## TEXT PROVIDED
Adaptive cycles across scales: Influencing and monitoring cross-scale effects
The second aspect, which is also emphasized in transition theory, concerns the multi-scale nature of adaptive cycles. In this respect, panarchy theory (Gunderson & Holling, 2002) stresses how adaptive cycles and feedback loops develop across scales. A crucial point in this theory is to consider that the scale in which we are interested is connected to and affected by what is happening at the scales above and below and that the linkages across scales play a major role in determining how the system is behaving on another scale. In this respect, if we fully consider the city as a complex system, we cannot successfully interact with it by focusing on only one scale. In this sense, panarchy theory also resonates with transition theory, which explores how patterns in system innovation emerge from the interplay between dynamics at multiple levels (MLP, multi-level perspective) (Geels, 2005; Öztekin & Gaziulusoy, 2019).

## TASK LIST
A - Translate this sentence from the passage on adaptive cycles across scales into Spanish: "In this respect, if we fully consider the city as a complex system, we cannot successfully interact with it by focusing on only one scale."
B - Write the next few sentences of the passage on adaptive cycles across scales, picking up after its final sentence.

## LISTED RECORDS
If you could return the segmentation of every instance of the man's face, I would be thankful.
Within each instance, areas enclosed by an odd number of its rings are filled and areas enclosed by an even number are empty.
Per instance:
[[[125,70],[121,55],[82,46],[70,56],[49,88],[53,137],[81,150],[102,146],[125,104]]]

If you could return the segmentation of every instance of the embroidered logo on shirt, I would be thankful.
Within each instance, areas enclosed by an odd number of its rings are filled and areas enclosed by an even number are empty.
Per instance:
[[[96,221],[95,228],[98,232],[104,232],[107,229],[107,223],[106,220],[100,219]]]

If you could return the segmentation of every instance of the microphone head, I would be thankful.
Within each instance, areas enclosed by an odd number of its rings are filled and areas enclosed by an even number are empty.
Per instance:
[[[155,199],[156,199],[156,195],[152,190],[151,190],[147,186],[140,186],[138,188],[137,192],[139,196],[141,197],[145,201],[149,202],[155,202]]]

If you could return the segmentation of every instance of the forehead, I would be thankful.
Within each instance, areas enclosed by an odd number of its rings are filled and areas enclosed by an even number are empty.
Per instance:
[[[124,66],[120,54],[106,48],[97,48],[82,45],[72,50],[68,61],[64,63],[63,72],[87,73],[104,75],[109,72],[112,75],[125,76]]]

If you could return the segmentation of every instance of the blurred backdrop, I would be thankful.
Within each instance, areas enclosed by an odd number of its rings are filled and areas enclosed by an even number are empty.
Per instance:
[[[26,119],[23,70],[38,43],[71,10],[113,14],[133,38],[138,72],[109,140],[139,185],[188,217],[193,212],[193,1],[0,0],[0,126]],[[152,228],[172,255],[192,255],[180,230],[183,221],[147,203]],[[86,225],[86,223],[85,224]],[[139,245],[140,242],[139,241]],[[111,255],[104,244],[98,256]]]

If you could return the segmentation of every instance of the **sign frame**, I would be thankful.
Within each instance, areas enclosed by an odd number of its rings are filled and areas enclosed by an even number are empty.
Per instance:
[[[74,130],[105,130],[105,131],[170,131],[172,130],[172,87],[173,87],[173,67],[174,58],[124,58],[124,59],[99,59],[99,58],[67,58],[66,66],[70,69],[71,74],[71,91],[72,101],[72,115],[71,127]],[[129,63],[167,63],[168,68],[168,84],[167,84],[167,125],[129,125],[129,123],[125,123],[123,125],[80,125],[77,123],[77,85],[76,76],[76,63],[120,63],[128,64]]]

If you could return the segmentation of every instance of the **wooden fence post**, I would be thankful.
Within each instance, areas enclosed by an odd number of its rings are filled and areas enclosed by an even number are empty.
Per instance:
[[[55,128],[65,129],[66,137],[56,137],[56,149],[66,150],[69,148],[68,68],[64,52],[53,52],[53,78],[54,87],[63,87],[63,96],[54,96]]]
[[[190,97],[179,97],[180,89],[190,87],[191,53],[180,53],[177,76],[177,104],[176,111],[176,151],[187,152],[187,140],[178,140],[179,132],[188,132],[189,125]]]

## RESPONSES BY TASK
A - En este sentido, si consideramos plenamente la ciudad como un sistema complejo, no podemos interactuar con ella con éxito si nos centramos en una sola escala.

B -
With regard to self-destruction theory, Jacobs’s observations also revealed how linkages across scales are a key aspect in understanding diversity and resilience cycles in cities. Indeed, she argued that streets that experienced the self-destruction of diversity after a successful period could quickly regenerate their diversity (from release to exploitation) only if they were surrounded by other streets that were in a phase of flourishing diversity (exploitation). That is to say that in this case, a micro-cycle can be positively affected by wider-scale processes and vice versa.
This multi-scale perspective has several implications for spatial designers who endeavour to proactively cooperate with adaptive cycles in cities. Firstly, it highlights how every time designers alter the spatial layout in a specific context; they also alter the network of socio-spatial relationships far beyond the boundaries of the project site and the time of construction. This awareness leads to a shift in the focus from the peculiar scale of the project towards the cross-scale effects that a site-specific spatial intervention triggers over time.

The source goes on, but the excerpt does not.